Image point annotation items:
•••••

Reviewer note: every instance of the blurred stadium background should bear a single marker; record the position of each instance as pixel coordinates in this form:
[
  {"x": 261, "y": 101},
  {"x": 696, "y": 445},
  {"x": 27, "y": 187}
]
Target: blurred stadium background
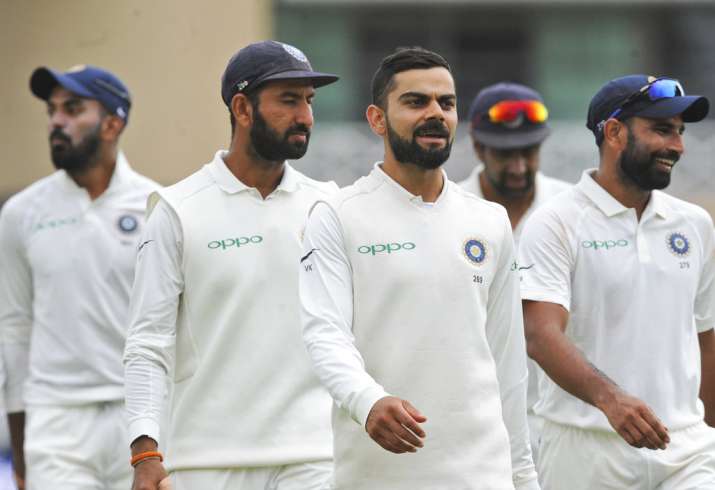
[{"x": 171, "y": 55}]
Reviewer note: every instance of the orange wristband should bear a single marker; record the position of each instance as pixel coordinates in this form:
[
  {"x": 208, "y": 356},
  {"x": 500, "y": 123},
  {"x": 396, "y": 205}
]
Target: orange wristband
[{"x": 136, "y": 459}]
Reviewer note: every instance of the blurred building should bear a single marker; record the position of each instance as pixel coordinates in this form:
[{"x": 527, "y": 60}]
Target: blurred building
[{"x": 566, "y": 49}]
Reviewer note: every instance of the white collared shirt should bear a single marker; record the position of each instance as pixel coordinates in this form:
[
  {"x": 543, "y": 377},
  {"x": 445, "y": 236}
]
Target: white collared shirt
[
  {"x": 215, "y": 308},
  {"x": 421, "y": 302},
  {"x": 637, "y": 291},
  {"x": 545, "y": 188},
  {"x": 66, "y": 271}
]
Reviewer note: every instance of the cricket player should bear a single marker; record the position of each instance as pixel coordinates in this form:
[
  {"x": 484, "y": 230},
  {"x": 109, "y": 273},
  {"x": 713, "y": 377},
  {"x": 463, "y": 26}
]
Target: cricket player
[
  {"x": 67, "y": 253},
  {"x": 619, "y": 298},
  {"x": 215, "y": 301},
  {"x": 508, "y": 125},
  {"x": 411, "y": 309}
]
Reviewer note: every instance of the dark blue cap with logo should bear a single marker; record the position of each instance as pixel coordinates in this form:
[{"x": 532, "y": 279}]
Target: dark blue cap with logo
[
  {"x": 86, "y": 81},
  {"x": 520, "y": 134},
  {"x": 267, "y": 60},
  {"x": 613, "y": 95}
]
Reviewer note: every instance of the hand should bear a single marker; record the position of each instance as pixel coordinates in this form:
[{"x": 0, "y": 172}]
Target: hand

•••••

- **THE TASK**: Arrange everything from the line that contains "Reviewer note: every instance of the hand" down to the end of the items as a JSON list of strings, with one string per line and blank lines left out.

- **RESPONSE TO THIS TASK**:
[
  "Reviewer note: every instance of the hand should bear a single marker; record the position of each instance as pixel coordinates in this form:",
  "[{\"x\": 0, \"y\": 172}]",
  "Target: hand"
]